| 26 Views

Blok Migas Dilelang, Hanya Khilafah yang Mampu Kelola Migas Secara Adil

Oleh: Siti Zulaikha, S.Pd
Aktivis Muslimah dan Pegiat Literasi

Kementerian Energi dan Sumber Daya Mineral (ESDM) siap menawarkan 75 blok minyak dan gas bumi (migas), dengan potensi terbesar berlokasi di wilayah Papua dan Sulawesi. Dari 75 blok migas tersebut, sebanyak 61 area dilelang oleh pemerintah.

Yuliot menyampaikan bahwa 75 blok migas tersebut siap ditawarkan kepada perusahaan Kontraktor Kontrak Kerja Sama (KKKS) maupun badan usaha. Penawaran tersebut bertujuan untuk mempercepat peningkatan produksi migas di dalam negeri.

“Kami siap menawarkan wilayah kerja untuk 75 blok migas. Kalau dilihat dari sisi potensi, yang terbesar itu adalah di sekitar Papua, kemudian di Sulawesi,” ucap Wakil Menteri ESDM Yuliot Tanjung dalam acara Sarasehan Nasional bertema, “Mendorong Keberlanjutan Industri Hulu Minyak dan Gas untuk Kemandirian Energi” di Jakarta, Selasa.

Sebanyak 20 blok migas berlokasi di wilayah Maluku-Papua, seperti Seram-Aru, Cendrawasih Bay II dan III, dan lain-lain. Antaranews.com, 8/7/2025

Melelang blok migas ke perusahaan dalam sistem ekonomi kapitalisme memang hal yang sudah lumrah, bahkan seperti itulah mekanisme pengelolaannya. Sistem kapitalisme melegalkan kebebasan kepemilikan, siapapun yang memiliki modal bisa menguasai apapun termasuk harta milik umum seperti migas. Alhasil sumber daya alam termasuk migas di liberalisasi.

Lelang menjadi instrumen legal perampokan sumber daya alam. Siapapun yang sanggup membayar mahal dan menjanjikan keuntungan besar, perusahaan itulah pemenangnya  agar kebebasan kepemilikan itu berjalan sempurna, kapitalisme menekan peran negara hingga aku hingga tunduk di bawah tangan para kapital. Negara hanya menjadi fasilitator kepentingan pemilik modal, bukan pengurus rakyat. negara justru akan kehilangan kedaulatan, akibatnya masyarakat tidak bisa merasakan manfaat pengelolaan migas.

Harga migas semakin mahal, karena perusahaan pasti mengambil keuntungan. Lapangan kerja juga dikuasai tenaga asing, sebab pihak yang mengatur adalah perusahaan bukan negara. Jadi swasembada energi yang dicanangkan sebenarnya hanyalah menjadi mimpi.

Sebagai sistem kehidupan, Islam telah menetapkan cara pengelolaan migas secara syar'i dan wajib dilaksanakan oleh negara. Jika negara tidak melakukannya, maka sejatinya negara telah melakukan kemaksiatan. Islam menetapkan semua jenis kekayaan alam termasuk migas yang jumlahnya melimpah adalah milik umum (milkiyah 'ammah).

## PERMINTAAN TERTULIS 1
Pilih dan salin setiap baris entri yang memuat kata "road". Huruf kapital dan huruf kecil dibedakan.

Data identifikasi posisi
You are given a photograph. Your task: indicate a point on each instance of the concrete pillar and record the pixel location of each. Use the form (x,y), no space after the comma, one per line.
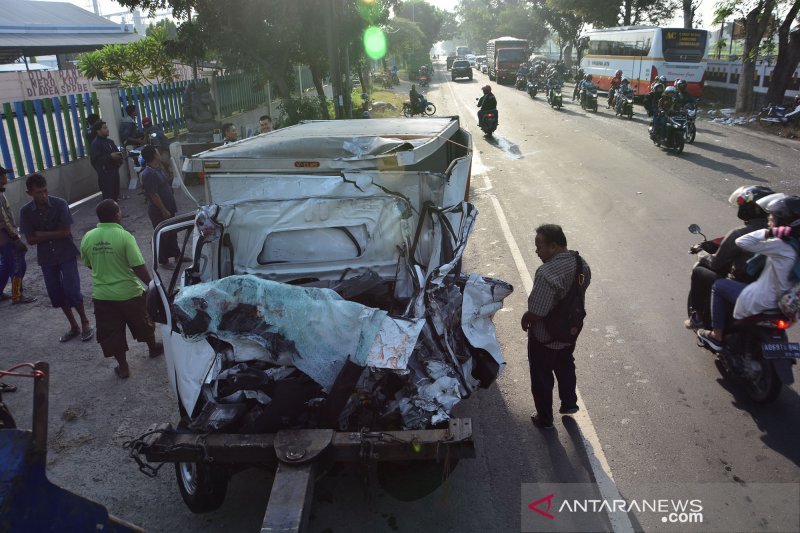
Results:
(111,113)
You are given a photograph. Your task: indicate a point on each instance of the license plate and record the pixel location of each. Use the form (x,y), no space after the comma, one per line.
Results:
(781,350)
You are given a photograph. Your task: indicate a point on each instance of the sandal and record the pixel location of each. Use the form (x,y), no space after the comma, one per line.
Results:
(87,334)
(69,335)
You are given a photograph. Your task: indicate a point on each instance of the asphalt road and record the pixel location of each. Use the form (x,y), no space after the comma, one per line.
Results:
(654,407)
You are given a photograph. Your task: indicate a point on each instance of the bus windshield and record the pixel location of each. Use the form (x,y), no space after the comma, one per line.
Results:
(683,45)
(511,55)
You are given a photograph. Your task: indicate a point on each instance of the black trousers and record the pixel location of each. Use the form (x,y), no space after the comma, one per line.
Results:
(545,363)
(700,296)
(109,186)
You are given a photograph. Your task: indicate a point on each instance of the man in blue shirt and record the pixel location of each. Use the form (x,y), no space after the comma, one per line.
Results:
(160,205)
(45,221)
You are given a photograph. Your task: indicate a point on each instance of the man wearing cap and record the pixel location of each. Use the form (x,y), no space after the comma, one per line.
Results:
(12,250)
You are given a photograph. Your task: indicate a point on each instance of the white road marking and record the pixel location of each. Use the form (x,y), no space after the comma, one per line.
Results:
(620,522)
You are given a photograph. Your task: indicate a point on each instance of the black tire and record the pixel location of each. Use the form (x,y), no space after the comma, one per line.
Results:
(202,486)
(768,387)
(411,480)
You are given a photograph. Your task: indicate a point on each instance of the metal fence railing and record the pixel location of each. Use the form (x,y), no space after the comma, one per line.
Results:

## PERMINTAAN TERTULIS 2
Cetak bagian artikel tentang lelang blok migas mulai dari "Oleh: Siti Zulaikha, S.Pd" sampai dengan "dilelang oleh pemerintah.".

## KELUARAN LENGKAP 1
You are given a photograph. Your task: indicate a point on each instance of the asphalt road and record the pixel location of each. Use the form (x,y), no space after the comma, one per line.
You are given a photograph. Your task: indicate a point on each instance of the white road marking and record the pixel location of each. Use the form (x,y), no space after the comma, one per line.

## KELUARAN LENGKAP 2
Oleh: Siti Zulaikha, S.Pd
Aktivis Muslimah dan Pegiat Literasi

Kementerian Energi dan Sumber Daya Mineral (ESDM) siap menawarkan 75 blok minyak dan gas bumi (migas), dengan potensi terbesar berlokasi di wilayah Papua dan Sulawesi. Dari 75 blok migas tersebut, sebanyak 61 area dilelang oleh pemerintah.